§ **Action item**
The output should be every line below, retyped exactly, with no images.

[[ Data, beginning ]]

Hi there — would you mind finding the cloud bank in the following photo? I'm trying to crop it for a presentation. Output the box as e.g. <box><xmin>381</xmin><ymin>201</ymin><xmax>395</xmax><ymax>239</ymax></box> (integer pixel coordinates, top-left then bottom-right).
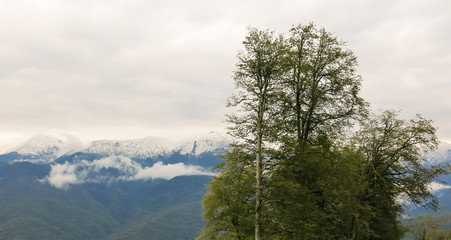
<box><xmin>42</xmin><ymin>156</ymin><xmax>214</xmax><ymax>189</ymax></box>
<box><xmin>1</xmin><ymin>1</ymin><xmax>450</xmax><ymax>142</ymax></box>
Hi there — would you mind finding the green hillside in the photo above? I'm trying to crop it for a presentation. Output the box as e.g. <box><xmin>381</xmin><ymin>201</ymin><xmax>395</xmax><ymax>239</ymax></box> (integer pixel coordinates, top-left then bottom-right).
<box><xmin>0</xmin><ymin>162</ymin><xmax>210</xmax><ymax>240</ymax></box>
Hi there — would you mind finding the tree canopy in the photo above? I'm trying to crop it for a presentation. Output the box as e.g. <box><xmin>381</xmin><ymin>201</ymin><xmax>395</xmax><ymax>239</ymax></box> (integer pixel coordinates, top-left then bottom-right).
<box><xmin>198</xmin><ymin>23</ymin><xmax>448</xmax><ymax>240</ymax></box>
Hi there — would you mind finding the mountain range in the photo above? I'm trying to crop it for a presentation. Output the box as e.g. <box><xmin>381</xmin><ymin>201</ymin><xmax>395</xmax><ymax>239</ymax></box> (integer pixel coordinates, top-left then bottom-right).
<box><xmin>0</xmin><ymin>133</ymin><xmax>450</xmax><ymax>239</ymax></box>
<box><xmin>3</xmin><ymin>131</ymin><xmax>230</xmax><ymax>163</ymax></box>
<box><xmin>0</xmin><ymin>131</ymin><xmax>230</xmax><ymax>239</ymax></box>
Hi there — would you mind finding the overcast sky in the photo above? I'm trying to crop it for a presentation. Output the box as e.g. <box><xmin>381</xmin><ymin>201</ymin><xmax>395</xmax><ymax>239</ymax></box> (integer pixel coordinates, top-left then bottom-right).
<box><xmin>0</xmin><ymin>0</ymin><xmax>450</xmax><ymax>147</ymax></box>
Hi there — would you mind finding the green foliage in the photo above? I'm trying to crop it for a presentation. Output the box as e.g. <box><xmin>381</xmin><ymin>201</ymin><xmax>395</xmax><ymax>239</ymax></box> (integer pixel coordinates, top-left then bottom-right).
<box><xmin>279</xmin><ymin>23</ymin><xmax>367</xmax><ymax>145</ymax></box>
<box><xmin>199</xmin><ymin>22</ymin><xmax>448</xmax><ymax>240</ymax></box>
<box><xmin>198</xmin><ymin>149</ymin><xmax>255</xmax><ymax>240</ymax></box>
<box><xmin>227</xmin><ymin>27</ymin><xmax>285</xmax><ymax>146</ymax></box>
<box><xmin>226</xmin><ymin>27</ymin><xmax>286</xmax><ymax>240</ymax></box>
<box><xmin>353</xmin><ymin>110</ymin><xmax>446</xmax><ymax>239</ymax></box>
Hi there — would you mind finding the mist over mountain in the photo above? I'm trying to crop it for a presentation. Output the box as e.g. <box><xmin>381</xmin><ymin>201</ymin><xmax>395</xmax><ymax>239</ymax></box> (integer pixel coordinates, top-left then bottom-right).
<box><xmin>0</xmin><ymin>131</ymin><xmax>230</xmax><ymax>189</ymax></box>
<box><xmin>0</xmin><ymin>131</ymin><xmax>230</xmax><ymax>239</ymax></box>
<box><xmin>0</xmin><ymin>160</ymin><xmax>212</xmax><ymax>239</ymax></box>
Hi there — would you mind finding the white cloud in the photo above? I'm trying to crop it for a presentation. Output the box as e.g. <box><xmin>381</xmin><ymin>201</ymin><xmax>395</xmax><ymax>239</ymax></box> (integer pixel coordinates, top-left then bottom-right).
<box><xmin>42</xmin><ymin>156</ymin><xmax>213</xmax><ymax>189</ymax></box>
<box><xmin>43</xmin><ymin>162</ymin><xmax>83</xmax><ymax>189</ymax></box>
<box><xmin>134</xmin><ymin>162</ymin><xmax>214</xmax><ymax>180</ymax></box>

[[ Data, end ]]

§ **Task answer**
Hi there — would you mind finding the cloud bank in the following photo? I'm trying to crop it for a presentation. Output the box as e.g. <box><xmin>381</xmin><ymin>201</ymin><xmax>395</xmax><ymax>239</ymax></box> (integer pixel coordinates, top-left then bottom-right).
<box><xmin>42</xmin><ymin>156</ymin><xmax>214</xmax><ymax>189</ymax></box>
<box><xmin>1</xmin><ymin>1</ymin><xmax>450</xmax><ymax>142</ymax></box>
Hi there — would you mind finding the green hillside in the photo above? I'm trying to crop it for a presentation. Output the box as e.g. <box><xmin>381</xmin><ymin>201</ymin><xmax>395</xmax><ymax>239</ymax></box> (integer pixel coordinates, top-left then bottom-right).
<box><xmin>0</xmin><ymin>162</ymin><xmax>210</xmax><ymax>240</ymax></box>
Hi there — would you mind finding the tree canopy in the photo above? I'm trying to crop it for a presentation. Output the box as e.g. <box><xmin>381</xmin><ymin>201</ymin><xmax>395</xmax><ymax>239</ymax></box> (integer pixel coordinates, top-left then bottom-right).
<box><xmin>198</xmin><ymin>23</ymin><xmax>448</xmax><ymax>240</ymax></box>
Hi there — would you mind finding the mountain range in the photo above? I'm trying to crop it for a presentation. Output the box as e.g. <box><xmin>381</xmin><ymin>201</ymin><xmax>395</xmax><ymax>239</ymax></box> (integer pixel coordinates, top-left then bottom-right).
<box><xmin>0</xmin><ymin>133</ymin><xmax>450</xmax><ymax>239</ymax></box>
<box><xmin>3</xmin><ymin>131</ymin><xmax>230</xmax><ymax>163</ymax></box>
<box><xmin>0</xmin><ymin>131</ymin><xmax>230</xmax><ymax>239</ymax></box>
Hi there — would you mind finding the overcast sky in the photo above? I'm trying to crop it for a presentation. Output the box as e.g. <box><xmin>381</xmin><ymin>201</ymin><xmax>395</xmax><ymax>239</ymax></box> (integer pixel coordinates, top-left then bottom-right).
<box><xmin>0</xmin><ymin>0</ymin><xmax>450</xmax><ymax>147</ymax></box>
Hi there — would you mind finding the green foliage in the photo above? I'm trying to crop it for a presentation. Output the box as e.g. <box><xmin>381</xmin><ymin>201</ymin><xmax>395</xmax><ymax>239</ymax></box> (integer pixel coordinates, top-left then bottom-right).
<box><xmin>279</xmin><ymin>23</ymin><xmax>367</xmax><ymax>145</ymax></box>
<box><xmin>199</xmin><ymin>22</ymin><xmax>448</xmax><ymax>240</ymax></box>
<box><xmin>198</xmin><ymin>149</ymin><xmax>255</xmax><ymax>240</ymax></box>
<box><xmin>227</xmin><ymin>27</ymin><xmax>285</xmax><ymax>146</ymax></box>
<box><xmin>226</xmin><ymin>27</ymin><xmax>286</xmax><ymax>240</ymax></box>
<box><xmin>353</xmin><ymin>110</ymin><xmax>446</xmax><ymax>239</ymax></box>
Hi there — would you mind finding the mist over mountain in the photo above? I'm trying to crop it for a presentation. Output the box as e.g. <box><xmin>381</xmin><ymin>201</ymin><xmax>395</xmax><ymax>239</ymax></box> (integer pixel coordinates, top-left then bottom-right).
<box><xmin>0</xmin><ymin>131</ymin><xmax>230</xmax><ymax>189</ymax></box>
<box><xmin>0</xmin><ymin>131</ymin><xmax>230</xmax><ymax>239</ymax></box>
<box><xmin>0</xmin><ymin>160</ymin><xmax>212</xmax><ymax>239</ymax></box>
Hi there — would you mind finding the white cloud in the photo above? I'm trying to crop it for a presentation. Output the box as e.g. <box><xmin>381</xmin><ymin>201</ymin><xmax>395</xmax><ymax>239</ymax></box> (integer pixel coordinates, top-left then bottom-right).
<box><xmin>42</xmin><ymin>156</ymin><xmax>213</xmax><ymax>189</ymax></box>
<box><xmin>43</xmin><ymin>162</ymin><xmax>83</xmax><ymax>189</ymax></box>
<box><xmin>134</xmin><ymin>162</ymin><xmax>214</xmax><ymax>180</ymax></box>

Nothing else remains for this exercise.